** start of Information provided **

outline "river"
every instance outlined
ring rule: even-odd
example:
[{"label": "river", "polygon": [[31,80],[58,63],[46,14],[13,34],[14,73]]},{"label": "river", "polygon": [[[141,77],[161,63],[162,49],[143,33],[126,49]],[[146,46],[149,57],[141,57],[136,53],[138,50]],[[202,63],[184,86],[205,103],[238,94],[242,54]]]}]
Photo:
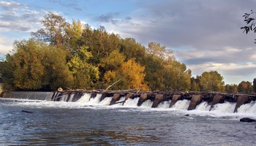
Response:
[{"label": "river", "polygon": [[203,102],[188,111],[187,100],[151,108],[149,100],[140,107],[138,98],[109,106],[111,98],[89,96],[77,102],[0,99],[0,145],[255,145],[255,123],[239,121],[256,119],[254,102],[233,113],[236,104],[229,102],[211,111]]}]

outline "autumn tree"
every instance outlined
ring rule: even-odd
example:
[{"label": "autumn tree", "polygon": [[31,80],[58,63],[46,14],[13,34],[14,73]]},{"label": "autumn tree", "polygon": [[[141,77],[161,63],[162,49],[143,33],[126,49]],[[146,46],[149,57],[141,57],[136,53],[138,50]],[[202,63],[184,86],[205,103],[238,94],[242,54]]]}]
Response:
[{"label": "autumn tree", "polygon": [[227,93],[234,93],[238,92],[238,85],[236,84],[227,84],[225,86],[225,91],[226,91]]},{"label": "autumn tree", "polygon": [[253,80],[253,90],[256,93],[256,78]]},{"label": "autumn tree", "polygon": [[238,86],[238,92],[244,93],[249,93],[253,92],[253,86],[252,82],[249,81],[242,81]]},{"label": "autumn tree", "polygon": [[[251,10],[249,13],[244,13],[243,17],[244,18],[244,22],[246,22],[246,25],[241,27],[241,29],[244,29],[244,32],[248,34],[249,31],[254,31],[256,33],[256,22],[255,18],[252,17],[252,15],[255,15],[255,12]],[[256,39],[255,39],[256,41]],[[256,42],[255,42],[256,43]]]},{"label": "autumn tree", "polygon": [[67,63],[74,77],[73,88],[91,88],[99,80],[98,67],[88,61],[92,55],[87,49],[87,47],[81,47]]},{"label": "autumn tree", "polygon": [[66,47],[72,55],[78,54],[81,47],[86,46],[81,42],[83,31],[83,25],[79,20],[77,21],[73,20],[71,24],[67,24],[65,29],[67,36]]},{"label": "autumn tree", "polygon": [[224,78],[217,71],[205,72],[200,76],[200,85],[205,91],[224,91]]},{"label": "autumn tree", "polygon": [[67,42],[66,29],[69,23],[64,18],[53,12],[44,16],[41,21],[43,28],[31,32],[31,36],[43,42],[58,47],[65,47]]},{"label": "autumn tree", "polygon": [[192,77],[190,78],[190,91],[200,91],[199,76],[197,76],[196,78],[195,78],[194,77]]},{"label": "autumn tree", "polygon": [[3,78],[7,89],[56,90],[72,80],[64,50],[34,39],[16,41],[5,64]]}]

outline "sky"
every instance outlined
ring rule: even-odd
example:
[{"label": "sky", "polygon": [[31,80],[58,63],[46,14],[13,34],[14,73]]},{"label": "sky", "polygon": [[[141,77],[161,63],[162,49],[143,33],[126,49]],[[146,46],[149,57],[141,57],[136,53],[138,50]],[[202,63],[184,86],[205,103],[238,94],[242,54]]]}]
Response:
[{"label": "sky", "polygon": [[[256,0],[4,0],[0,1],[0,57],[15,40],[42,28],[49,12],[67,21],[103,26],[123,39],[135,38],[174,50],[193,77],[217,71],[225,84],[256,78],[256,34],[243,33],[244,13]],[[255,9],[256,11],[256,9]],[[256,18],[256,14],[252,15]]]}]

** end of Information provided **

→ **To be done**: Working from the lines above, reproduce the material exactly and exclude its pictures.

→ **Task response**:
outline "river"
every instance outlined
ring rule: even-odd
example:
[{"label": "river", "polygon": [[31,80],[58,63],[46,14],[13,34],[14,73]]},{"label": "river", "polygon": [[[141,77],[161,63],[162,49],[143,33],[126,49]],[[146,46],[149,57],[141,57],[136,53],[138,50]],[[202,63],[184,86],[205,103],[238,94],[242,54]]]}]
Photo:
Response:
[{"label": "river", "polygon": [[203,102],[188,111],[187,100],[151,108],[149,100],[140,107],[138,98],[109,106],[111,98],[89,96],[77,102],[0,99],[0,145],[255,145],[255,123],[239,121],[256,119],[254,102],[233,113],[236,104],[229,102],[211,111]]}]

outline "autumn tree"
every instance outlined
ring rule: even-odd
example:
[{"label": "autumn tree", "polygon": [[31,80],[58,63],[46,14],[13,34],[14,73]]},{"label": "autumn tree", "polygon": [[[141,77],[161,63],[162,49],[143,33],[126,49]],[[146,46],[149,57],[141,57],[136,53],[138,50]],[[202,63],[184,86],[205,103],[238,94],[242,54]]]}]
Response:
[{"label": "autumn tree", "polygon": [[227,93],[234,93],[238,92],[238,85],[236,84],[227,84],[225,86],[225,91],[226,91]]},{"label": "autumn tree", "polygon": [[253,80],[253,90],[256,93],[256,78]]},{"label": "autumn tree", "polygon": [[238,86],[238,92],[244,93],[249,93],[253,92],[253,86],[252,82],[249,81],[242,81]]},{"label": "autumn tree", "polygon": [[[251,10],[249,13],[244,13],[243,17],[244,18],[244,22],[246,22],[246,25],[241,27],[241,29],[244,29],[244,32],[248,34],[249,31],[254,31],[256,33],[256,22],[255,18],[252,17],[252,15],[255,15],[255,12]],[[256,39],[255,39],[256,41]],[[256,42],[255,42],[256,43]]]},{"label": "autumn tree", "polygon": [[67,63],[74,77],[73,88],[91,88],[99,80],[98,67],[88,61],[92,55],[87,49],[87,47],[81,47]]},{"label": "autumn tree", "polygon": [[66,47],[72,55],[78,54],[81,47],[86,46],[81,42],[83,31],[83,25],[79,20],[77,21],[73,20],[71,24],[67,24],[65,29],[67,36]]},{"label": "autumn tree", "polygon": [[224,78],[217,71],[205,72],[200,76],[200,85],[205,91],[224,91]]},{"label": "autumn tree", "polygon": [[67,42],[66,29],[69,23],[64,18],[53,12],[44,16],[41,21],[43,28],[31,32],[31,36],[43,42],[58,47],[65,47]]},{"label": "autumn tree", "polygon": [[192,77],[190,78],[190,91],[200,91],[199,76],[197,76],[196,78],[195,78],[194,77]]},{"label": "autumn tree", "polygon": [[3,78],[7,89],[56,90],[72,80],[64,50],[34,39],[16,41],[5,64]]}]

outline "sky"
every instance outlined
ring rule: even-odd
example:
[{"label": "sky", "polygon": [[31,80],[58,63],[46,14],[13,34],[14,73]]},{"label": "sky", "polygon": [[[141,77],[161,63],[162,49],[143,33],[126,49]],[[146,46],[149,57],[141,57],[136,53],[138,50]],[[202,63],[184,86],[205,103],[238,94],[242,54]]]}]
Response:
[{"label": "sky", "polygon": [[[256,0],[4,0],[0,1],[0,57],[15,40],[42,28],[49,12],[67,21],[103,26],[123,39],[135,38],[174,50],[193,77],[217,71],[225,84],[256,78],[256,34],[243,33],[244,13]],[[255,9],[256,11],[256,9]],[[256,18],[256,14],[252,15]]]}]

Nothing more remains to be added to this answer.